- **STATED TASK**: Quote the records beneath, complete and exact. Leave out images.

(Point labeling examples)

——————

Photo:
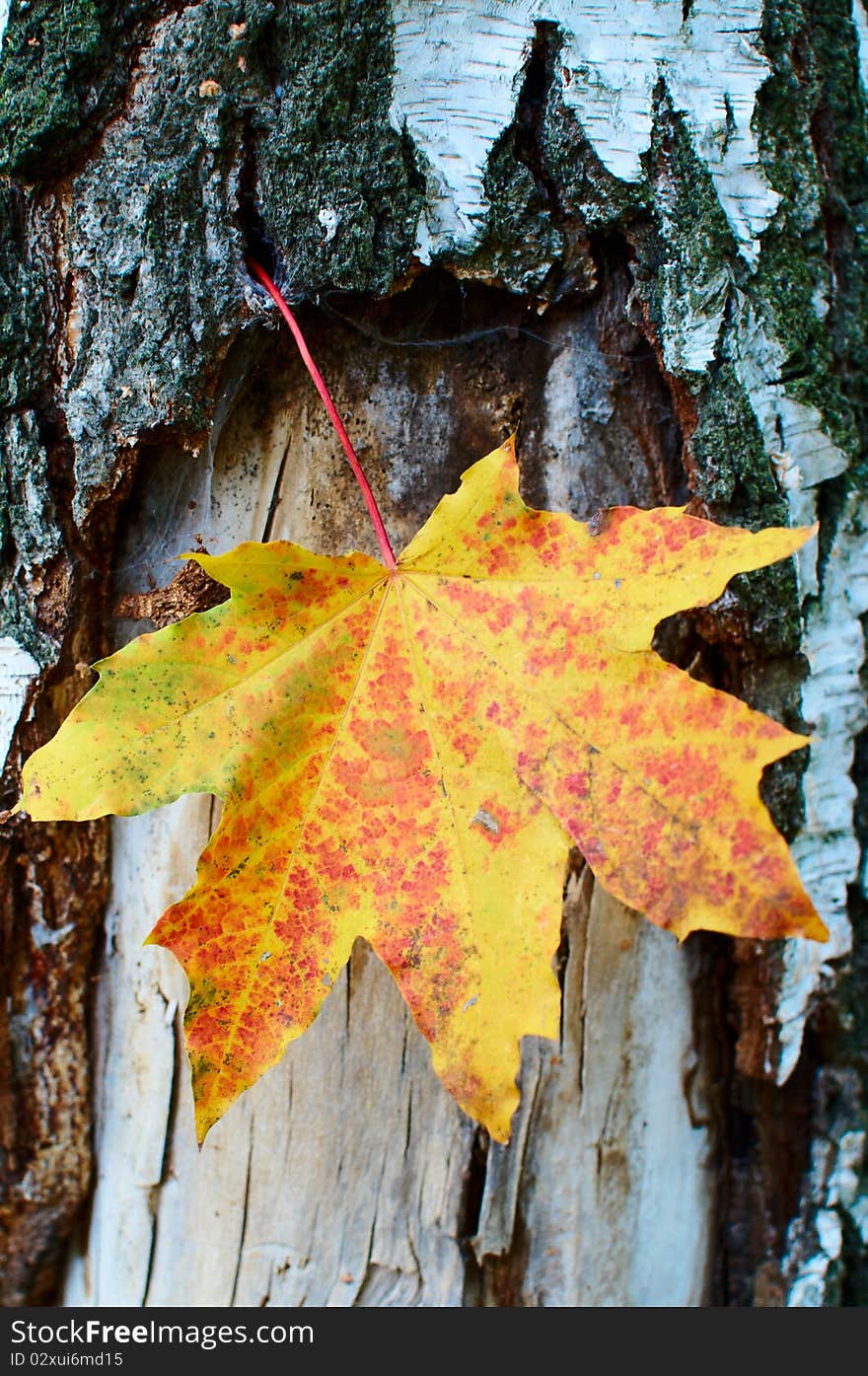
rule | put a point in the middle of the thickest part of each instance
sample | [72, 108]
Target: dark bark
[150, 146]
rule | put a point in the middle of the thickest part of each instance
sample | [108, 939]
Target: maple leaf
[403, 755]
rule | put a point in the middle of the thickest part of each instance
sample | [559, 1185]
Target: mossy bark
[149, 147]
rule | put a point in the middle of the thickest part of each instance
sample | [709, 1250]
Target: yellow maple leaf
[404, 752]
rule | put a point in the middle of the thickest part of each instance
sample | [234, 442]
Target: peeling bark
[630, 232]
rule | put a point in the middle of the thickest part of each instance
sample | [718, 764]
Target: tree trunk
[629, 232]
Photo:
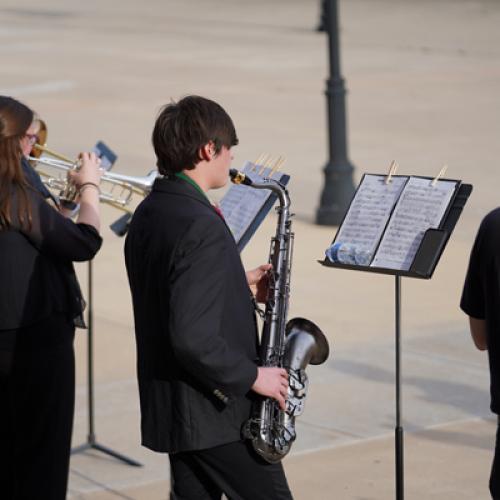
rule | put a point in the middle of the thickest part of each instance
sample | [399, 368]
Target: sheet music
[420, 207]
[241, 204]
[369, 212]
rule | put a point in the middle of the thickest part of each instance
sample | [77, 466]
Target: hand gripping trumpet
[291, 345]
[116, 189]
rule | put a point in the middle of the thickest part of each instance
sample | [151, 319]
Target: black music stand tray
[423, 266]
[91, 438]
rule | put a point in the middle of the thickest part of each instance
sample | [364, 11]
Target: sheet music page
[420, 207]
[369, 212]
[241, 204]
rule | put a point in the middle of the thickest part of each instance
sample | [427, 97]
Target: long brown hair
[15, 119]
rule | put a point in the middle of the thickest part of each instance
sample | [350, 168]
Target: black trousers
[37, 402]
[495, 468]
[233, 469]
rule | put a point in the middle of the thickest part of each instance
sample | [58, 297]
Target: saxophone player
[195, 324]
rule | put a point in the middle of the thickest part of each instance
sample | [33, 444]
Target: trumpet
[117, 190]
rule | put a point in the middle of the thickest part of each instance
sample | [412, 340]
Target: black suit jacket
[37, 277]
[194, 321]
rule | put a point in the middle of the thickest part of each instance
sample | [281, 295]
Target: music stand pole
[91, 438]
[399, 427]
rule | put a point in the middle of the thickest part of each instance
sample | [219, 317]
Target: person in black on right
[481, 302]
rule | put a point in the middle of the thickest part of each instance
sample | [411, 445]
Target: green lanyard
[183, 176]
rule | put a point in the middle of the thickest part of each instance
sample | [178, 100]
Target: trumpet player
[194, 316]
[40, 302]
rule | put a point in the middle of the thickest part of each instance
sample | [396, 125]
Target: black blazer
[194, 321]
[37, 277]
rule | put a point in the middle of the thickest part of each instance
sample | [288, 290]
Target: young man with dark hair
[194, 317]
[481, 302]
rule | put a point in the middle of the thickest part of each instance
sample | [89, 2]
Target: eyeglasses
[32, 138]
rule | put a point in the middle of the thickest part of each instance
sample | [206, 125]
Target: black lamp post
[339, 187]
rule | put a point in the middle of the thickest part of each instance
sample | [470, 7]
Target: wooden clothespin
[264, 164]
[439, 175]
[277, 165]
[258, 161]
[392, 171]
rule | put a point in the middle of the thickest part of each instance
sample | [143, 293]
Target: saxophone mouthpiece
[238, 177]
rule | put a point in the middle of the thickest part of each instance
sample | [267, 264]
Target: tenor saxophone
[291, 345]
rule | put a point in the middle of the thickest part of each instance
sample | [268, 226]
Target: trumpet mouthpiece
[238, 177]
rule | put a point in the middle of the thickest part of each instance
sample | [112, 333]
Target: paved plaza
[423, 80]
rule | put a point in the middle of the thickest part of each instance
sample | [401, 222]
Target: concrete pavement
[423, 80]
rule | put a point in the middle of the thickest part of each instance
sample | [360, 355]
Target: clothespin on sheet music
[265, 164]
[259, 167]
[277, 165]
[258, 162]
[439, 175]
[392, 171]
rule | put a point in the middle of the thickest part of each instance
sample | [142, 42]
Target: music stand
[424, 263]
[91, 437]
[108, 158]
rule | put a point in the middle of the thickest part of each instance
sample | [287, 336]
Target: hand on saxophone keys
[273, 383]
[258, 281]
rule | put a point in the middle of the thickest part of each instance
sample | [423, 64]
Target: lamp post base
[337, 194]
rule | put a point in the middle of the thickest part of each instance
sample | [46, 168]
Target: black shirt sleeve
[57, 236]
[473, 300]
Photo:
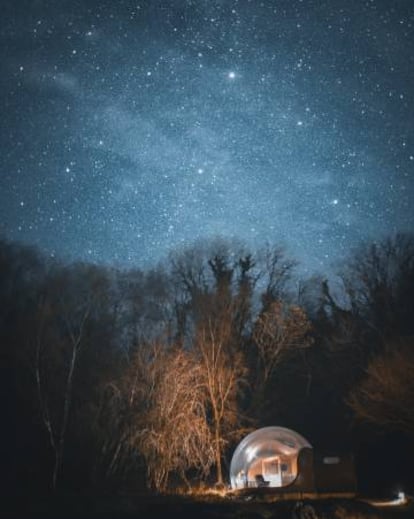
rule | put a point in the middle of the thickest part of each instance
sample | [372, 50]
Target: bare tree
[223, 373]
[279, 330]
[385, 395]
[63, 312]
[166, 422]
[378, 281]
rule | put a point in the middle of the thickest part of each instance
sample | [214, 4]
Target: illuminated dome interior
[267, 457]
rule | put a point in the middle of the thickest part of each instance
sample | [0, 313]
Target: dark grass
[160, 507]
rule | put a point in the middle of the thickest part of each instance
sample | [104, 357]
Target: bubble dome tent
[268, 457]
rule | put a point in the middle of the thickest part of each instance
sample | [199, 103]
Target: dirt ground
[163, 507]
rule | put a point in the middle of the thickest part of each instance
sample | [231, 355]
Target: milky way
[131, 128]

——————

- **THE SOLUTION**:
Photo:
rule | put a point in the middle of the thickest part of each instance
sample | [72, 108]
Target: dark bark
[150, 146]
rule | put a point in the middle of the thickest part of each instance
sample | [108, 939]
Target: maple leaf
[403, 755]
rule | put a point in the middle of the thickest part of each instance
sample | [559, 1185]
Target: mossy bark
[149, 147]
rule | put a point in the middle of the thickest part of each instance
sample | [709, 1250]
Target: yellow maple leaf
[404, 752]
rule | put a point in the middle of the thickest part of each instance
sample | [234, 442]
Target: peeling bark
[630, 232]
rule | put a point in the middle of the thickest part of each instance
sample | [718, 764]
Target: tree trunk
[629, 232]
Photo:
rule | put a point in the middle of the thickest part of each instance
sample | [399, 368]
Target: sheet music
[420, 207]
[241, 204]
[369, 212]
rule | put a point in the middle of the thickest part of each instance
sample | [77, 466]
Target: hand gripping trumpet
[291, 345]
[116, 189]
rule | put a point in the middle of the thickest part of each instance
sample | [151, 319]
Target: black music stand tray
[423, 266]
[91, 438]
rule | put a point in the middle of the thickest part of each instance
sample | [364, 11]
Target: sheet music page
[420, 207]
[369, 212]
[241, 204]
rule | put a point in the middle of the thickest part of each instance
sample | [427, 97]
Target: long brown hair
[15, 119]
rule | put a point in the middle of the thickest part of each instance
sample | [350, 168]
Target: black trousers
[37, 402]
[495, 468]
[233, 469]
rule | put a point in the middle of the thickest part of each instance
sample | [58, 297]
Target: saxophone player
[195, 324]
rule | put a point in the middle of the thickest part of each instance
sample | [33, 444]
Target: trumpet
[117, 190]
rule | put a point in the middle of the thickest part of each instance
sample | [412, 340]
Target: black suit jacket
[37, 277]
[194, 321]
rule | put a point in the middle of the thickest part of each instance
sample | [281, 295]
Target: music stand pole
[91, 438]
[399, 427]
rule | put a point in the middle of the thickest part of each instance
sample | [219, 317]
Target: person in black on right
[481, 302]
rule | put a point in the middle of the thickest part of each instance
sample | [411, 445]
Target: green lanyard
[183, 176]
rule | put a point in the middle of the thickest part of each instance
sample | [178, 100]
Target: trumpet player
[194, 316]
[40, 302]
rule | put a point in the middle of the thickest part of each instance
sample | [396, 125]
Target: black blazer
[194, 321]
[37, 277]
rule | put a point in the middle of the thickest part of each instance
sample | [288, 290]
Target: young man with dark hair
[194, 317]
[481, 302]
rule | put a point in the middle of the thickest part of each instance
sample | [89, 2]
Target: eyeglasses
[32, 138]
rule | put a point in the middle of the thickest part of each instance
sample | [206, 125]
Target: black lamp post
[339, 187]
rule | put a point in the middle of the thickest part of each instance
sample | [470, 7]
Target: wooden clothespin
[264, 164]
[439, 175]
[277, 165]
[258, 161]
[392, 171]
rule | put a point in the middle of the thickest part of each instance
sample | [143, 293]
Target: saxophone mouthpiece
[238, 177]
rule | put a point in the middle of the thickest part of each instance
sample | [267, 264]
Target: tenor saxophone
[291, 345]
rule | put a point in the middle of the thickest part of each instance
sample | [268, 226]
Target: trumpet mouthpiece
[238, 177]
rule | put a point in the middle of the thickest part of each instance
sample | [112, 333]
Target: paved plaza
[423, 80]
rule | put a point in the middle of the thickest part of each instance
sample | [401, 222]
Target: concrete pavement
[423, 80]
rule | put a point in the middle of the thickest part of each instance
sample | [360, 355]
Target: clothespin on sheet music
[265, 164]
[259, 167]
[277, 165]
[258, 162]
[439, 175]
[392, 171]
rule | put a point in the middle of the thickest part of each instance
sample | [142, 42]
Target: music stand
[424, 263]
[91, 437]
[108, 158]
rule | put a point in the middle of the thickest part of each instance
sample | [287, 336]
Target: hand on saxophone keys
[273, 383]
[258, 281]
rule | put a point in the middle of the thickest part of each instance
sample | [423, 64]
Target: lamp post base
[337, 194]
rule | put a point in the middle of the thickest part of each instance
sample | [46, 168]
Target: black shirt sleeve
[57, 236]
[473, 300]
Photo:
rule | put a point in the middle of the thickest part of each instance
sample | [372, 50]
Target: bare tree
[223, 373]
[279, 330]
[385, 395]
[63, 312]
[166, 422]
[378, 281]
rule | put a point in the middle of the thickest part of each instance
sample | [214, 4]
Target: illuminated dome interior
[267, 457]
rule | put a point in the middle of the thickest part of each instance
sample | [0, 313]
Target: dark grass
[160, 507]
rule | put a point in the middle of the thickest part of each instance
sample | [104, 357]
Target: bubble dome tent
[268, 457]
rule | put a point in the middle of the thickest part of each instance
sample | [199, 103]
Target: dirt ground
[163, 507]
rule | put a point in the middle of the thickest part of each instance
sample | [231, 355]
Target: milky way
[131, 128]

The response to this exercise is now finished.